### CHALLENGES
1: In the post on creative strength, list each thing the Martha Graham quote names in its opening sentence as being translated through you into action.
2: Please write the next part of the post on creative strength, picking up after its final sentence and leaving the data aside.

### SOURCE DOCUMENT
------------------------------------------------------------------------

Six Fluid Steps to Creative Strength
on the place where strength and philosophy meet, plus Know Yourself Through Movement Week 2 is here (at the end of the post)!
“There is a vitality, a life force, an energy, a quickening that is translated through you into action, and because there is only one of you in all of time, this expression is unique. And if you block it, it will never exist through any other medium and it will be lost. The world will not have it. It is not your business to determine how good it is nor how valuable nor how it compares with other expressions. It is your business to keep it yours clearly and directly, to keep the channel open. You do not even have to believe in yourself or your work. You have to keep yourself open and aware to the urges that motivate you. Keep the channel open.”
— Martha Graham
Before
I did not grow up knowing the value of work. Actually, I grew up with the understanding that I didn't have to do much of anything except look busy, and everything would take care of itself. Society would take care of me. A man would take care of me. Something would, surely.

------------------------------------------------------------------------

### PROVIDED DATA

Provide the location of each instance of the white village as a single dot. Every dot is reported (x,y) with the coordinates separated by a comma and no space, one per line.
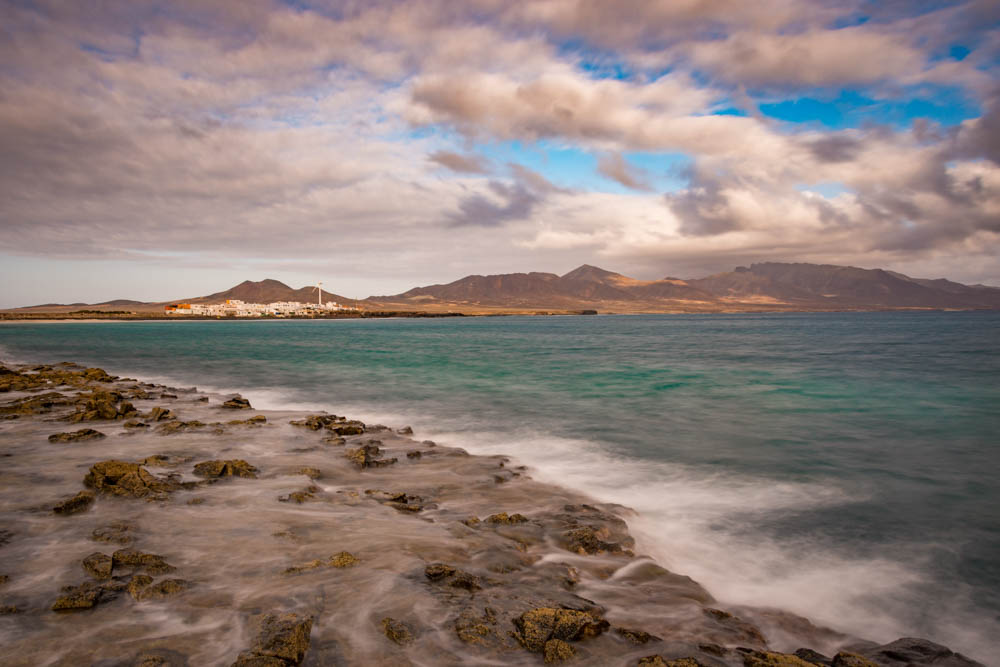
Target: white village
(238,308)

------------------------------------------------------------------------

### SET OF ANSWERS
1: a vitality, a life force, an energy, a quickening

2:
To make it more confusing, along the way I committed a grievous fallacy: because I’m a good person, I told myself, I can rest on my laurels. I’m loving, loyal; I’ve got my wits about me; I’m curious, strong, attractive if a little vain (though aren’t we all?). My bases were covered.
Morality plus busyness was my ticket to success. Ha! I also had the wrong ticket; little did I know the American dream is a nightmare if you’re composed of creative bones.
For as long as I can remember, I’ve wanted to create my own thing. Screw being busy. What use is that? Turns out this creation stuff requires strength of greater caliber. You, my curious friend, know this; the ability to resist outside influences demands the development of an internal force greater than most can fathom. Maybe we should’ve taken that “fight peer pressure,” and fuck capitalism thing a little more seriously.
Alas, at some miraculous moment I felt with clarity how I’d been standing at an open door, living in the liminal space between a false reality and the mysterious purpose of life’s poetry.
Phew. I made it through the threshold and what awaited my arrival was a beautiful mess of work and play.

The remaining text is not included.